→ **Work to do**:
Please reproduce each of the entries below word for word, keeping every line and number unchanged.

→ **Record set**:

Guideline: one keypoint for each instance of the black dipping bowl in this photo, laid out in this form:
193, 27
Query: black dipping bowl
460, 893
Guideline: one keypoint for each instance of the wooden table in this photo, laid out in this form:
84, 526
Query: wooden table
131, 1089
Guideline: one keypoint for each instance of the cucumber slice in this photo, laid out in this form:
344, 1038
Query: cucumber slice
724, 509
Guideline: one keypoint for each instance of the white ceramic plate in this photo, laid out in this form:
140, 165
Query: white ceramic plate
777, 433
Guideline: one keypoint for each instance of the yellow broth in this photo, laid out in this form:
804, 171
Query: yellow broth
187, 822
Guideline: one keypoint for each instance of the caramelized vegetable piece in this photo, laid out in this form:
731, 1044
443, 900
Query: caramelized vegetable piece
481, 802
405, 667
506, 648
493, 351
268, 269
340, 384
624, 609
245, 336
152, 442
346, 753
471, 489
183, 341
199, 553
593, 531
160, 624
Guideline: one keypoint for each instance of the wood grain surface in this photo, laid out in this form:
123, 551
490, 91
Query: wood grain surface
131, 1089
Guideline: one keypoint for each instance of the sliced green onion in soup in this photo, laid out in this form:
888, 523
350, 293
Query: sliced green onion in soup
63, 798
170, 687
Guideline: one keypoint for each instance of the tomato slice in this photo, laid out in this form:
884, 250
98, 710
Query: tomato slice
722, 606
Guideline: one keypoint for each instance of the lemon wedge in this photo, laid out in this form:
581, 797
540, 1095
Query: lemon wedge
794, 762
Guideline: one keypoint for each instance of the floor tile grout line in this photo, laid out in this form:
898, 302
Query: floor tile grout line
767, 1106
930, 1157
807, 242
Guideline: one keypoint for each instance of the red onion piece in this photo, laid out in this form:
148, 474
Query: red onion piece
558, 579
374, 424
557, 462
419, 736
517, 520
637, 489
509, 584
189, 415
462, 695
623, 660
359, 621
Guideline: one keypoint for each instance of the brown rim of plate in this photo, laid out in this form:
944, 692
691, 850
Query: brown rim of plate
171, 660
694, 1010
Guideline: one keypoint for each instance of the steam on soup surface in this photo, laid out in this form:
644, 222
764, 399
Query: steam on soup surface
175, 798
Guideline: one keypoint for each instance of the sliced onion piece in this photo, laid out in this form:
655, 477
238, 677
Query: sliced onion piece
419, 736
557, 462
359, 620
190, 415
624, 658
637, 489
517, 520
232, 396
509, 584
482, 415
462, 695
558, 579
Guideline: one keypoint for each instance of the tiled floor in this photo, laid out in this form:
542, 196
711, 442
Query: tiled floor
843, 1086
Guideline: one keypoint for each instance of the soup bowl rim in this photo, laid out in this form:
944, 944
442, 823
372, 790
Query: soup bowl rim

→ **Problem solution**:
Guideline: one keypoint for each instance of the black dipping bowl in this photo, laid out in this form:
193, 27
Query: black dipping bowl
460, 893
Guideline: one keypoint for each instance of the wooden table in this photo, laid out in this form:
84, 526
Query: wooden table
131, 1089
Guideline: one keypoint for each instance of the cucumber slice in this photo, laid out in this form:
344, 1038
Query: cucumber slice
724, 509
Guideline: one keypoint for each instance of the white ceramic plate in this photo, laid out in this form:
140, 165
Query: white ceramic plate
777, 433
Guideline: one keypoint for each instance of the yellow broth in this photo, laid out in this form:
804, 171
Query: yellow broth
187, 822
Guideline: one keypoint for each instance of the caramelized vegetable piece in this photo, laid out in this form:
731, 1044
443, 900
Query: caramelized vegetable piece
481, 802
405, 667
506, 648
493, 351
268, 269
340, 384
624, 609
245, 336
152, 442
346, 753
471, 489
183, 341
199, 553
593, 531
160, 624
Guideline: one keypoint for each instance of the wood grain surface in this photo, laid out in this form:
123, 551
490, 91
Query: wood grain surface
131, 1089
Guideline: one keypoint for each instance of the sliced green onion in soup in this photo, laid out in this form:
888, 523
350, 293
Query: sliced green onion in soup
63, 798
170, 687
Guideline: one keypoint for each instance of the tomato slice in this photo, laid out in this form:
884, 250
98, 710
Query: tomato slice
722, 606
Guideline: one keypoint for each instance of the lemon wedge in this photo, laid out in this form:
581, 797
540, 1095
Query: lemon wedge
794, 762
Guideline: one keypoint for each instance of the floor tile grout line in this photo, laid out in this form:
898, 302
Query: floor tile grout line
767, 1106
930, 1157
807, 242
Guideline: one keypoint for each instance of the red onion piece in this photo, laid out in this form:
148, 474
Query: red onion piece
558, 579
374, 424
557, 462
419, 736
517, 520
637, 489
509, 584
189, 415
462, 695
623, 660
359, 621
Guideline: one keypoint for each instance of the brown rim of plate in this photo, laid out in this form:
944, 692
691, 850
Query: brown rim of plate
171, 660
694, 1010
Guideline: one keypoint for each instance of the steam on soup surface in this photo, laid out in this form:
644, 222
764, 399
Query: steam on soup surface
175, 798
Guideline: one keypoint for each instance of the sliced onion piece in this photo, laid out in this form:
655, 477
238, 677
Query: sliced onion piece
419, 736
557, 462
359, 620
190, 415
624, 658
637, 489
517, 520
232, 396
509, 584
482, 415
462, 695
558, 579
Guideline: one keypoint for each instance of the tiled floor in this photo, laid out in this form:
542, 196
711, 442
Query: tiled floor
843, 1086
Guideline: one keypoint for each instance of the soup bowl rim in this photo, laid out in this form:
944, 944
442, 823
372, 790
Query: soup bowl rim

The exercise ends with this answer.